The way Chris DiGuido sees it there’s a reason Al’s Angels, the Westport-based nonprofit helping children and families, features her husband’s name, not hers.
“He does ‘big picture,’” she says, taking a break from serving customers at Saugatuck Sweets, the couple’s popular ice cream-and-candy mecca on Riverside Avenue. “I sort of follow after – doing the thank-you notes, the organizing. He’ll see a problem and say, ‘we’re going to do this to help’ and I just fill in a lot of the blanks.
“I’m there.”
That’s just the kind of humble understatement you’re likely to hear from Chris, a woman who many say is the lead angel in the nonprofit’s name. In fact, Al is the first to extoll the boundless energy and compassion he found in the woman he married almost 44 years ago.
“Chris has been committed to Al’s Angels from the very first moment that the idea was inspired, almost 25 years ago,” he says. “It is that love of children that has kept her committed all of these years. Her love has no reservations or limitations. She has always treated the children that we serve like her own.”

List of tasks:
A – In two sentences, summarize the profile of Chris DiGuido and Al's Angels.
B – Pick up the profile of Chris DiGuido and Al's Angels after its last sentence and keep writing.

Data to examine:
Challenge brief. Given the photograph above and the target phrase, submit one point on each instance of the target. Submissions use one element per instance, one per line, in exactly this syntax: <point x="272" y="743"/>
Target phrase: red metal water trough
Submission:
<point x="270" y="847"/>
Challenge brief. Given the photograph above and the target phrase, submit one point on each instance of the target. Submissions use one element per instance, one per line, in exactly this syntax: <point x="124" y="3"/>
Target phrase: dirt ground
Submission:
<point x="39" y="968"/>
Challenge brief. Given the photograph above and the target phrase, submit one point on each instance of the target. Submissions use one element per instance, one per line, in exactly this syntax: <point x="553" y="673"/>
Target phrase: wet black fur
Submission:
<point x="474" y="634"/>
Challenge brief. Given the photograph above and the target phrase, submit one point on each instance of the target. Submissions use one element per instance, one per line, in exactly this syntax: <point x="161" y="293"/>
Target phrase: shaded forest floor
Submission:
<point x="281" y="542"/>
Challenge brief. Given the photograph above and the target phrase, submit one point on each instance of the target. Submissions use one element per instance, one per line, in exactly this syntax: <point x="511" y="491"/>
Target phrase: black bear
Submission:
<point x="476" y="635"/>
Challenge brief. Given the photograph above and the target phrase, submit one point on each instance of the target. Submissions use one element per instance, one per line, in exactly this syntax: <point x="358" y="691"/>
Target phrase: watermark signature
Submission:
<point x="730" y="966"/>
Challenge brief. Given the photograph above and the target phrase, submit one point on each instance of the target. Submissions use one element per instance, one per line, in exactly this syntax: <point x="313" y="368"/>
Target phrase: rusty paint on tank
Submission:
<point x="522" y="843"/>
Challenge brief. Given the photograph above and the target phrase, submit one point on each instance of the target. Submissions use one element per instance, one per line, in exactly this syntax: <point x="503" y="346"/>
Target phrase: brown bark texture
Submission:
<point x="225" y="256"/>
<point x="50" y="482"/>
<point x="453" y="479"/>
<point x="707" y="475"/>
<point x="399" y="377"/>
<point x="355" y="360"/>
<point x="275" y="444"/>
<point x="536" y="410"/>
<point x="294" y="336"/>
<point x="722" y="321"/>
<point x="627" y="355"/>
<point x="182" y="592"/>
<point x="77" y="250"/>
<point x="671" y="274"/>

Answers for the tasks:
A – Chris DiGuido says Al's Angels, the Westport-based nonprofit helping children and families, carries her husband's name because he sees the big picture while she handles the thank-you notes and the organizing and fills in the blanks. Many say she is the lead angel in the name, and Al praises her energy and compassion, saying she has been committed since the idea was inspired almost 25 years ago and has treated the children they serve like her own.

B –
With a background in marketing and three children and seven grandchildren, Chris is officially vice president of Al’s Angels, which strives to lessen the burdens of children and families battling cancer, rare blood diseases and severe financial difficulties.
Started in the couple’s garage, the organization has grown as a respected and powerful engine for good, fortified with a stalwart band of volunteers and donors. And they’re making an impact – both locally and globally – in the hearts of those helpers and the health and happiness of recipients, Chris says.
In November 2020, at the height of COVID-19, 150 volunteers packed 1,600 Thanksgiving meal bins for needy families throughout the region.
St. Thomas Aquinas School in Fairfield recently held a Penny Challenge, collecting $2,000 for Al’s Angels. In Norwalk, Al’s Angels volunteers helped stock the food pantry at Room to Grow Preschool to help underserved students.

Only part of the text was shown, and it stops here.